** BEGIN **

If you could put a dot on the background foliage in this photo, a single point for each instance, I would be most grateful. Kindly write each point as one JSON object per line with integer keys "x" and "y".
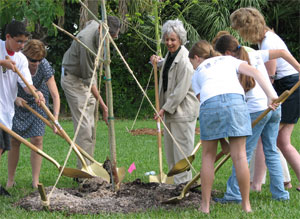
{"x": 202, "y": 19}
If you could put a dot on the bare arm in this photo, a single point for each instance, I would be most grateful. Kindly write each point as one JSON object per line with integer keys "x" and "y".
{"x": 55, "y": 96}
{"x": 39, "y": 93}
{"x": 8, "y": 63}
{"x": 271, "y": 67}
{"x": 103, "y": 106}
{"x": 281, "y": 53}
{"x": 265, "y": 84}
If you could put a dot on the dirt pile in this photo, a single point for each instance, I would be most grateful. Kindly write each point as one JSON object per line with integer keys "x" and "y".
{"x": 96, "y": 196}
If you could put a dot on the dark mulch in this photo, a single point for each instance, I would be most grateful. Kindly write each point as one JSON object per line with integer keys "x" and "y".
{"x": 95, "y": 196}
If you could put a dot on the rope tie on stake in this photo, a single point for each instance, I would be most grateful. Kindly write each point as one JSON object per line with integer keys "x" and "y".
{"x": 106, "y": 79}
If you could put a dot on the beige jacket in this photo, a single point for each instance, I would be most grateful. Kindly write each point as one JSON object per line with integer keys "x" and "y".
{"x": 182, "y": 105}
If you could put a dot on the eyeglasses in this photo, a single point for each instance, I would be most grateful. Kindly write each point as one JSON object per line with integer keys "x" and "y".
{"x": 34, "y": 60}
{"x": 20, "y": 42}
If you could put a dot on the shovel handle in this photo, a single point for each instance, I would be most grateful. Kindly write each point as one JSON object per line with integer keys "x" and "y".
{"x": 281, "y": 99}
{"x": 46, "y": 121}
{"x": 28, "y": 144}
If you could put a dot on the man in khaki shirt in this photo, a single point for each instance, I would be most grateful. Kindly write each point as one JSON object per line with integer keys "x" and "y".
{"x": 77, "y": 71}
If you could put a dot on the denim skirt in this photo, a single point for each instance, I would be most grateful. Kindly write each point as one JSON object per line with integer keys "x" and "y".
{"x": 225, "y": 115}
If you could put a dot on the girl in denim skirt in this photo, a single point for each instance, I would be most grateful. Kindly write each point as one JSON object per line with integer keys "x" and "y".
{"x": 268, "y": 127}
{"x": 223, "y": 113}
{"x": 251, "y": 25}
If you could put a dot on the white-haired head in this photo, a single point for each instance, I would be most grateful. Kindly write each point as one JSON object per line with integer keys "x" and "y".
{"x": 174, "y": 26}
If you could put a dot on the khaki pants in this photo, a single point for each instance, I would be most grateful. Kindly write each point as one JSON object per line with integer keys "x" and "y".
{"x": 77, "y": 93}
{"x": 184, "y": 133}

** END **
** BEGIN **

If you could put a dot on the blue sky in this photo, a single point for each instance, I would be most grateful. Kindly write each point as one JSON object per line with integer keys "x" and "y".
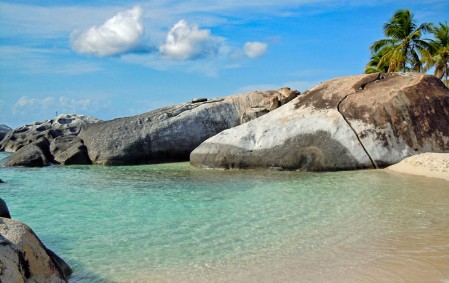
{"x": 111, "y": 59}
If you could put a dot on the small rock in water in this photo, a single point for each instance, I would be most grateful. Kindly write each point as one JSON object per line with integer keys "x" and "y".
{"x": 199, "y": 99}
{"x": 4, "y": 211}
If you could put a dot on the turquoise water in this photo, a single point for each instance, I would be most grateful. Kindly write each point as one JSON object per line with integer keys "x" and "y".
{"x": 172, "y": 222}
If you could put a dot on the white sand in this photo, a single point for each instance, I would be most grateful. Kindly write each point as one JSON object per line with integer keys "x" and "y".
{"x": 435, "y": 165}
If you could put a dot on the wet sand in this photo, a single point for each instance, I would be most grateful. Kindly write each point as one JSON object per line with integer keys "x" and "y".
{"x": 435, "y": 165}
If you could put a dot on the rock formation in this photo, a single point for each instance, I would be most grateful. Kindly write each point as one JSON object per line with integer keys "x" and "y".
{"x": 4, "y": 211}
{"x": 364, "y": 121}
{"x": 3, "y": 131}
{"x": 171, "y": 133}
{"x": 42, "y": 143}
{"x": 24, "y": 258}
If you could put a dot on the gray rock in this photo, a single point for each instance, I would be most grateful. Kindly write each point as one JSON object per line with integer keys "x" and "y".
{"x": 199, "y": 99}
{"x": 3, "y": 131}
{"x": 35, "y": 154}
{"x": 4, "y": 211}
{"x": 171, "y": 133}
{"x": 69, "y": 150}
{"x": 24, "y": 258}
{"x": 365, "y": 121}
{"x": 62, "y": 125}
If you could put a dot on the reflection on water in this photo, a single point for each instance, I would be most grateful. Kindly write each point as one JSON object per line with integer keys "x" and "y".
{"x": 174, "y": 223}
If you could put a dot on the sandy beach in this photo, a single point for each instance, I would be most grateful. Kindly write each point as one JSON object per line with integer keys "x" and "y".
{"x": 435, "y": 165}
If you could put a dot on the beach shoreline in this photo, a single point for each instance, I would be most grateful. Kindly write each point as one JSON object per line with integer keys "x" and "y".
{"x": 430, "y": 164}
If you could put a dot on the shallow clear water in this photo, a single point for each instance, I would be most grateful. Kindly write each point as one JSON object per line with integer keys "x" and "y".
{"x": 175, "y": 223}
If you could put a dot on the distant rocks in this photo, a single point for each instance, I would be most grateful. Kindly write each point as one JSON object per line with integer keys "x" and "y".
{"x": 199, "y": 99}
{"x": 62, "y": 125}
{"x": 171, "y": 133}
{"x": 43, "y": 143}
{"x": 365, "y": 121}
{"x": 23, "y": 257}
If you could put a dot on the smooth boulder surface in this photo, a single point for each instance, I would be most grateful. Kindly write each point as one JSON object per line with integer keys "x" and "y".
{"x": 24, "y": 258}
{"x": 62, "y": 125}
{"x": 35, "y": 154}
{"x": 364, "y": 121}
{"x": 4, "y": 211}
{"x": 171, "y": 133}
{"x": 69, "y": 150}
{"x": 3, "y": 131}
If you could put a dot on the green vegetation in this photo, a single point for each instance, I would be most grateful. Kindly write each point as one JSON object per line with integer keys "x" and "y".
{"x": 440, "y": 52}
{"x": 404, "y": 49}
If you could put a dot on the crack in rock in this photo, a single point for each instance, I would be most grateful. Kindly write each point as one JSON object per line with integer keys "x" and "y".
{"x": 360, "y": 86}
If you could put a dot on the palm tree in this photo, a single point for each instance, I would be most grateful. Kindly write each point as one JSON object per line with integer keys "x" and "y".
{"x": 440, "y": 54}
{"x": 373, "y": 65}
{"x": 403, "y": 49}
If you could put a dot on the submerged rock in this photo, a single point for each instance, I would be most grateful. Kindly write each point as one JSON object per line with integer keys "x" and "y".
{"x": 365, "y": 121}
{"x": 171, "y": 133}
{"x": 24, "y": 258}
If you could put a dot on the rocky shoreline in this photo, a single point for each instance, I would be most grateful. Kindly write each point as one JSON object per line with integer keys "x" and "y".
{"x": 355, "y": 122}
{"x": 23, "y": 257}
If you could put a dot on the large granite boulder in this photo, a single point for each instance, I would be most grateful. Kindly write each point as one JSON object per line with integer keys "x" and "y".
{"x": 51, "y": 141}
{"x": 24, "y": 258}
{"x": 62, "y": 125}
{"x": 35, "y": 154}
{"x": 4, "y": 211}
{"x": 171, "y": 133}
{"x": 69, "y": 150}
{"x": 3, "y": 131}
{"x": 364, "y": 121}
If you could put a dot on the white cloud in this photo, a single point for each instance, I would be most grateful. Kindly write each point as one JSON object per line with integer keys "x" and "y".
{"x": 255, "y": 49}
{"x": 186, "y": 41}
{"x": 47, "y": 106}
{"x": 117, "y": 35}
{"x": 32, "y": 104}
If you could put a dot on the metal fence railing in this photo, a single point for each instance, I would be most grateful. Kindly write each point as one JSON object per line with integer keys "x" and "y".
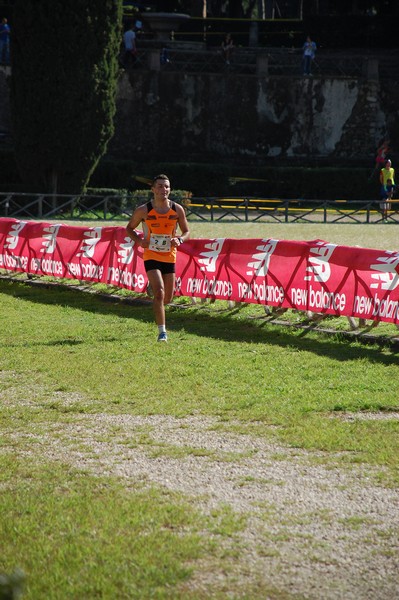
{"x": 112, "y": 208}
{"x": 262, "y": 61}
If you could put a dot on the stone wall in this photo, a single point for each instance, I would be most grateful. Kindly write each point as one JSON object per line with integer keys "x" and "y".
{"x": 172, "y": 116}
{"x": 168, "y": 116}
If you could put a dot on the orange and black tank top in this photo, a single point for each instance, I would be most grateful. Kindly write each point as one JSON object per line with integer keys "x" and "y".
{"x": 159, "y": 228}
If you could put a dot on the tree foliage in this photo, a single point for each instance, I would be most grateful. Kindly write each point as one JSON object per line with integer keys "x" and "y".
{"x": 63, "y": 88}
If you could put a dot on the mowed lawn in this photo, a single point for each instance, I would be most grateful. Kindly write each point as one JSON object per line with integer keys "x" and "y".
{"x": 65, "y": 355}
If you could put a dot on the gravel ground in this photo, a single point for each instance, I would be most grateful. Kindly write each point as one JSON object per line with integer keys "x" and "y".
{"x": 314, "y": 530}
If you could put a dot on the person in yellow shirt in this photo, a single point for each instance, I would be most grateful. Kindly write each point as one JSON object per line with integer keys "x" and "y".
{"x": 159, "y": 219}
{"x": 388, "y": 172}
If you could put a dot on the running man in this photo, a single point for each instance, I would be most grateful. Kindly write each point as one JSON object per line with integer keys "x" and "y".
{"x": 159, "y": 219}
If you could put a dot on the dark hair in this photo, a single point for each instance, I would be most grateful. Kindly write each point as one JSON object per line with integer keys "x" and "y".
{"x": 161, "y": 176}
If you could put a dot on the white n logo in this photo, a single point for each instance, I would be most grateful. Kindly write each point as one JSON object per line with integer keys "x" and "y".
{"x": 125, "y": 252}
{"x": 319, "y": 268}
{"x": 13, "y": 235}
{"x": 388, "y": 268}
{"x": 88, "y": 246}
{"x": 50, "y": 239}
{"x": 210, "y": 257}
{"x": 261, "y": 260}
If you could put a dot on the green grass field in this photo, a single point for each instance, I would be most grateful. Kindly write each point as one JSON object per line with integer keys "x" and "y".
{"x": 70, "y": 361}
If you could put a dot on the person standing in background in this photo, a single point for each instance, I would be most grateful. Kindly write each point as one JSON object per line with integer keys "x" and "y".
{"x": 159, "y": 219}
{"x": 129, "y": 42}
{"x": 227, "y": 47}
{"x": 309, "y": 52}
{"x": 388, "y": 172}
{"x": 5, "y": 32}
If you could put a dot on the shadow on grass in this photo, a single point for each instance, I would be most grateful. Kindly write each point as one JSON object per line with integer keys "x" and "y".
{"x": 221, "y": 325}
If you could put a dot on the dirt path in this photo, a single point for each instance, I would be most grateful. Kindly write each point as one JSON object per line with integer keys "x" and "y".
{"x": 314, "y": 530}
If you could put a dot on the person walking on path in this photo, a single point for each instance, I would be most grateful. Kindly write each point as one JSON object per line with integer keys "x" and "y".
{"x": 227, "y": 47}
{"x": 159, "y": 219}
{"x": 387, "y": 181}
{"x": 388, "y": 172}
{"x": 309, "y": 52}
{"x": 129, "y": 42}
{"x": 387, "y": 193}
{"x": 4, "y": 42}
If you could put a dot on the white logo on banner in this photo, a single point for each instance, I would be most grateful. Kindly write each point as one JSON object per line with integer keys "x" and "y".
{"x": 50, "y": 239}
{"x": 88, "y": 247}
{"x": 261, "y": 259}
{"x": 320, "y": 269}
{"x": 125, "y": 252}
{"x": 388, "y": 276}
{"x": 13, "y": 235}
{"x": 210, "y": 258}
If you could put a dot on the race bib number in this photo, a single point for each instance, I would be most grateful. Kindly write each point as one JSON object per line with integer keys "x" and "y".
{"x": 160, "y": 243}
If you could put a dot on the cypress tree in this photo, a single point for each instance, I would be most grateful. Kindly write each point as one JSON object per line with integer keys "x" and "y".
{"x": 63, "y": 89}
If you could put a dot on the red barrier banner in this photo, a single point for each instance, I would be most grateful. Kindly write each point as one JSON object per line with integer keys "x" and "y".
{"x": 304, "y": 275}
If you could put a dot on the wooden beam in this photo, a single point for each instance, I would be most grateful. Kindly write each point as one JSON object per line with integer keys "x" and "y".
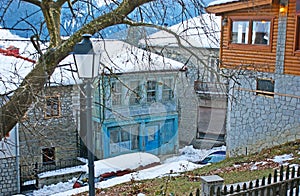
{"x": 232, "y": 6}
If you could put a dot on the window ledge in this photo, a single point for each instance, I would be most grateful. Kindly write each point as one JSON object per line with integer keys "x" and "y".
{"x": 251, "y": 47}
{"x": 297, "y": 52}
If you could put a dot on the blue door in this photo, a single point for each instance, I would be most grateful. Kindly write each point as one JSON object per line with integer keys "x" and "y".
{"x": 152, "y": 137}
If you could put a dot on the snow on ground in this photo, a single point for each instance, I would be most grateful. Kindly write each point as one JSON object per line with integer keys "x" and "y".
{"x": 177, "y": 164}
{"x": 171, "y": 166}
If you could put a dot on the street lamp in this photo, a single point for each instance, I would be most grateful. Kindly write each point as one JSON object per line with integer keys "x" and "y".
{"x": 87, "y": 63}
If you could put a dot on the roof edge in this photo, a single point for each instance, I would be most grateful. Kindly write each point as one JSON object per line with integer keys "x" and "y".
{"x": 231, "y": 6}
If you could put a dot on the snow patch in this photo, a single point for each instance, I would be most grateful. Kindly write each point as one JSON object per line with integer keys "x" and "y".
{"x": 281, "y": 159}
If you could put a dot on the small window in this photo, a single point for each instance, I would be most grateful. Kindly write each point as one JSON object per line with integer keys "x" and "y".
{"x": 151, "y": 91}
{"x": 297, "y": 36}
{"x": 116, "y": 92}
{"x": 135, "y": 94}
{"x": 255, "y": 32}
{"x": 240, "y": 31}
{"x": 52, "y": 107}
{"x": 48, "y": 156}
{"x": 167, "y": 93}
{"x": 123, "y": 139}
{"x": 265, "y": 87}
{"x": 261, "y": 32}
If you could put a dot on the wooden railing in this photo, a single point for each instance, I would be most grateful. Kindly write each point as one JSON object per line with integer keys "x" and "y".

** END **

Pick out every line in the entries that contains the word "blue", and copy each one in full.

EXERCISE OUTPUT:
If you could put a dot on the blue sky in this photo, a single point for each instance, I would be most grateful. Kindly write each point as one JSON object per line with integer keys "x" and "y".
If you could put a dot on the blue door in this photo, a single point for each instance, I would be most grateful. Kindly write each point as one JSON object per line with integer keys "x" and "y".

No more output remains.